--- BEGIN TEXT SEGMENT ---
1. INTRODUCTION
The idea of ensemble learning is to train multiple models, each with the objective to predict or classify a set of results. Most of the errors from a model’s learning are from three main factors: variance, noise, and bias. By using ensemble methods, we’re able to increase the stability of the final model and reduce the errors mentioned previously. By combining many models, we’re able to reduce the variance, even when they are individually not great, as we won’t suffer from random errors from a single source. The main principle behind ensemble modelling is to group weak learners together to form one strong learner. bagging, is shorthand for the combination of bootstrapping and aggregating. Bootstrapping is a method to help decrease the variance of the classifier and reduce overfitting, by resampling data from the training set with the same cardinality as the original set. The model created should be less overfitted than a single individual model.
--- END TEXT SEGMENT ---
--- BEGIN DATA SUPPLIED ---
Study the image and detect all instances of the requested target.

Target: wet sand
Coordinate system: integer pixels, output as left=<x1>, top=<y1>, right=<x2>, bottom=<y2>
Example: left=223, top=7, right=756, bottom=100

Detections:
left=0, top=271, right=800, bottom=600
--- END DATA SUPPLIED ---
WHAT TO PRODUCE:
Answer these questions from the introduction on ensemble learning:
1. According to the introduction, what are the three main factors behind most of a model's learning errors?
2. What combination is bagging shorthand for?
3. With what cardinality does bootstrapping resample data from the training set?
The material bears no relation to the introduction on ensemble learning.

TASK ANSWER:
1. Variance, noise, and bias.
2. The combination of bootstrapping and aggregating.
3. The same cardinality as the original set.